INPUT MATERIAL:
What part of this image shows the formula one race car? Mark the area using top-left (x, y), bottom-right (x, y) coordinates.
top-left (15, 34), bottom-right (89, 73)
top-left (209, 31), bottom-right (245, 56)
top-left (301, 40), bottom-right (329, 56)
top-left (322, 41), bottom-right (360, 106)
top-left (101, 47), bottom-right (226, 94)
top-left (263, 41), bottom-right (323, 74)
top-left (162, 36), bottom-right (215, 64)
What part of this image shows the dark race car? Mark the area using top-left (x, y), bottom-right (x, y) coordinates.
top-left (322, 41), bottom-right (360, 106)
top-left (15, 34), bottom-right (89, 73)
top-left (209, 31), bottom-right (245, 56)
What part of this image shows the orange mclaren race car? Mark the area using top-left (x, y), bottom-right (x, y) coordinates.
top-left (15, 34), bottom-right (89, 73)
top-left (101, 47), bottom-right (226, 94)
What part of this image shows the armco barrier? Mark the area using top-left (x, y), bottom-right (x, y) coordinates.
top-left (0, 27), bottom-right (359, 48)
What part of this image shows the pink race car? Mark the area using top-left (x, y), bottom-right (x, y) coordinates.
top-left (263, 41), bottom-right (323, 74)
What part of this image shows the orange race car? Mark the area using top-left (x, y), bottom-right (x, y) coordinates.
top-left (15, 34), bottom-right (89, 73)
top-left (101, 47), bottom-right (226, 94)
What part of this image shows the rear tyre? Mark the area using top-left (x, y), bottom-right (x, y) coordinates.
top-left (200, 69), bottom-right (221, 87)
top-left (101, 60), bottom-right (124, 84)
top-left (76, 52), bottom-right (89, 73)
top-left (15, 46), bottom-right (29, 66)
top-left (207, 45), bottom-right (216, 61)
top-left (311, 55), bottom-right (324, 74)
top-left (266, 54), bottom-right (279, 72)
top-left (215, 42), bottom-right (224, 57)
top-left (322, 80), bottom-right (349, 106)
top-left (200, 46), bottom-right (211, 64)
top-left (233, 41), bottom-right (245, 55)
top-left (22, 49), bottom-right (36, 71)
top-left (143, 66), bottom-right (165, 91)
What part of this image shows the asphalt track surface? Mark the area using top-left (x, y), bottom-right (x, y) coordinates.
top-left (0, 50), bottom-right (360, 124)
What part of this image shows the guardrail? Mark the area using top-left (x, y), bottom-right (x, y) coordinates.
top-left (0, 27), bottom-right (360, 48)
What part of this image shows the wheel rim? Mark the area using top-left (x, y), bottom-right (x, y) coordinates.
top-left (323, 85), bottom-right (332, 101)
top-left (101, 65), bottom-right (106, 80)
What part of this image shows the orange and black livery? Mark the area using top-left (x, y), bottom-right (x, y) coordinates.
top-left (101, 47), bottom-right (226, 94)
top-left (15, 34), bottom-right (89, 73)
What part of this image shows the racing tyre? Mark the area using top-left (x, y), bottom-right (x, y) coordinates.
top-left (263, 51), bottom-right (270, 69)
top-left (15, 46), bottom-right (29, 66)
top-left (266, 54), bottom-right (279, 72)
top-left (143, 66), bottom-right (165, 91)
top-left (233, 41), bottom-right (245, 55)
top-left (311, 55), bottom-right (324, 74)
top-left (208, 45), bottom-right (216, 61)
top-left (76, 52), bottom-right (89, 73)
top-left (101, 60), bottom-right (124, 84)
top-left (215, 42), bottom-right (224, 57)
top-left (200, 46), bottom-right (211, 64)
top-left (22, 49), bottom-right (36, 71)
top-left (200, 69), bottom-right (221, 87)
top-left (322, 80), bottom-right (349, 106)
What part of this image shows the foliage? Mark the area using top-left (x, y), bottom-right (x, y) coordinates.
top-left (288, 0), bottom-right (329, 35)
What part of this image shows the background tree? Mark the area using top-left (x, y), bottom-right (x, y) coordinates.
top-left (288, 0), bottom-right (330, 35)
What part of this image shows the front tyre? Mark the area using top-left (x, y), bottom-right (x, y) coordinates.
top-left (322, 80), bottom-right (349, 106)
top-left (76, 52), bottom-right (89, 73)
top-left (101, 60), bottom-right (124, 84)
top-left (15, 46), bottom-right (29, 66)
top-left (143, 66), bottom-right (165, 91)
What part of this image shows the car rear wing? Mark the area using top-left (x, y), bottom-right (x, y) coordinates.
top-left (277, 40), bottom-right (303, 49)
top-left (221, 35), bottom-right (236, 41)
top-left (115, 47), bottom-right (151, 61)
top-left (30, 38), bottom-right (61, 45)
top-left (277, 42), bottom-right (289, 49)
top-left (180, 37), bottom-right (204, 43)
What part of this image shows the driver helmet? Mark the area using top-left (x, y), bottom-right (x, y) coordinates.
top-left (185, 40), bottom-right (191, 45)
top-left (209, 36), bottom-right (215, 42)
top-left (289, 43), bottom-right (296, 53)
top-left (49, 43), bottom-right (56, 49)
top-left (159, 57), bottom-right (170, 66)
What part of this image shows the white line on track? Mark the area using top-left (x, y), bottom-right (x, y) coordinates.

GIVEN PROBLEM: Copy every line exactly. Leave nothing out.

EXERCISE SOLUTION:
What part of this image shows the formula one race car? Mark the area using top-left (x, y), bottom-right (x, y) coordinates.
top-left (15, 34), bottom-right (89, 73)
top-left (209, 31), bottom-right (245, 56)
top-left (301, 40), bottom-right (329, 56)
top-left (322, 41), bottom-right (360, 106)
top-left (101, 47), bottom-right (226, 94)
top-left (263, 41), bottom-right (323, 74)
top-left (162, 36), bottom-right (215, 64)
What part of this image shows the dark race car? Mark the area using top-left (x, y), bottom-right (x, y) coordinates.
top-left (322, 41), bottom-right (360, 106)
top-left (15, 34), bottom-right (89, 73)
top-left (209, 31), bottom-right (245, 56)
What part of this image shows the orange mclaren race car? Mark the area using top-left (x, y), bottom-right (x, y) coordinates.
top-left (15, 34), bottom-right (89, 73)
top-left (101, 47), bottom-right (226, 94)
What part of this image shows the armco barrier? Mark the area using top-left (x, y), bottom-right (x, y) coordinates.
top-left (0, 27), bottom-right (359, 48)
What part of this image shows the pink race car? Mark the area using top-left (x, y), bottom-right (x, y) coordinates.
top-left (263, 41), bottom-right (323, 74)
What part of this image shows the orange race car? Mark the area using top-left (x, y), bottom-right (x, y) coordinates.
top-left (15, 34), bottom-right (89, 73)
top-left (101, 47), bottom-right (226, 94)
What part of this image shows the rear tyre? Mark the area using top-left (x, y), bottom-right (x, y) coordinates.
top-left (200, 69), bottom-right (221, 87)
top-left (101, 60), bottom-right (124, 84)
top-left (76, 52), bottom-right (89, 73)
top-left (15, 46), bottom-right (29, 66)
top-left (207, 45), bottom-right (216, 61)
top-left (311, 55), bottom-right (324, 74)
top-left (266, 54), bottom-right (279, 72)
top-left (215, 42), bottom-right (224, 57)
top-left (322, 80), bottom-right (349, 106)
top-left (200, 46), bottom-right (211, 64)
top-left (233, 41), bottom-right (245, 55)
top-left (22, 49), bottom-right (36, 71)
top-left (143, 66), bottom-right (165, 91)
What part of this image shows the asphalt track surface? Mark the area using top-left (x, y), bottom-right (x, y) coordinates.
top-left (0, 50), bottom-right (360, 124)
What part of this image shows the guardrail? Mark the area using top-left (x, y), bottom-right (x, y) coordinates.
top-left (0, 27), bottom-right (360, 48)
What part of this image shows the wheel rim? Mark the area using top-left (x, y), bottom-right (x, y) coordinates.
top-left (323, 85), bottom-right (332, 101)
top-left (101, 65), bottom-right (106, 80)
What part of this image shows the orange and black livery? Mark the area using top-left (x, y), bottom-right (x, y) coordinates.
top-left (101, 47), bottom-right (226, 94)
top-left (15, 34), bottom-right (89, 73)
What part of this image shows the racing tyre? Mark the area using top-left (x, y), bottom-right (x, y) coordinates.
top-left (263, 51), bottom-right (270, 69)
top-left (15, 46), bottom-right (29, 66)
top-left (266, 54), bottom-right (279, 72)
top-left (143, 66), bottom-right (165, 91)
top-left (233, 41), bottom-right (245, 55)
top-left (311, 55), bottom-right (324, 74)
top-left (208, 45), bottom-right (216, 61)
top-left (76, 52), bottom-right (89, 73)
top-left (101, 60), bottom-right (124, 84)
top-left (215, 42), bottom-right (224, 57)
top-left (200, 46), bottom-right (211, 64)
top-left (22, 49), bottom-right (36, 71)
top-left (200, 69), bottom-right (221, 87)
top-left (322, 80), bottom-right (349, 106)
What part of this image shows the foliage? Mark the area using top-left (x, y), bottom-right (x, y) coordinates.
top-left (288, 0), bottom-right (329, 35)
What part of this image shows the background tree? Mark the area using top-left (x, y), bottom-right (x, y) coordinates.
top-left (288, 0), bottom-right (330, 35)
What part of this image shows the front tyre? Mark the area using top-left (x, y), bottom-right (x, y) coordinates.
top-left (322, 80), bottom-right (349, 106)
top-left (76, 52), bottom-right (89, 73)
top-left (101, 60), bottom-right (124, 84)
top-left (15, 46), bottom-right (29, 66)
top-left (143, 66), bottom-right (165, 91)
What part of this image shows the car rear wing? Mark the area using top-left (x, y), bottom-right (x, y) coordinates.
top-left (277, 40), bottom-right (303, 49)
top-left (221, 35), bottom-right (236, 41)
top-left (115, 47), bottom-right (151, 61)
top-left (30, 38), bottom-right (61, 45)
top-left (277, 42), bottom-right (289, 49)
top-left (180, 37), bottom-right (204, 43)
What part of this image shows the driver helmet? Mark the area using top-left (x, y), bottom-right (x, y) coordinates.
top-left (185, 40), bottom-right (191, 45)
top-left (209, 36), bottom-right (215, 42)
top-left (289, 43), bottom-right (296, 53)
top-left (49, 43), bottom-right (56, 49)
top-left (159, 57), bottom-right (170, 66)
What part of this image shows the white line on track? Mark the area using top-left (x, y), bottom-right (x, y) coordinates.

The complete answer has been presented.